§ **Requirements**
Copy out all of the data below, line for line, changing nothing.

======== Data entries

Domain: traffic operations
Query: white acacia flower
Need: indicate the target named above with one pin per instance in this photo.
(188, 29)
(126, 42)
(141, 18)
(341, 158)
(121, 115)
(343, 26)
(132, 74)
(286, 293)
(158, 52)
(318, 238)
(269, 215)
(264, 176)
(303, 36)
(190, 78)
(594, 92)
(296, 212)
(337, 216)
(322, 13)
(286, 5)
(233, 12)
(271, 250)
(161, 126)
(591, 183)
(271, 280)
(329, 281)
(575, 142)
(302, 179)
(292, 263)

================

§ **Response to the task**
Domain: traffic operations
Query: white acacia flower
Need: indicate the target named above with one pin per instance in this photo.
(188, 29)
(126, 42)
(141, 18)
(341, 158)
(121, 115)
(343, 26)
(132, 74)
(286, 293)
(158, 52)
(318, 238)
(269, 215)
(264, 176)
(303, 36)
(190, 78)
(594, 92)
(296, 212)
(337, 216)
(322, 13)
(286, 5)
(233, 12)
(271, 250)
(161, 126)
(591, 183)
(271, 280)
(329, 281)
(575, 142)
(302, 179)
(292, 263)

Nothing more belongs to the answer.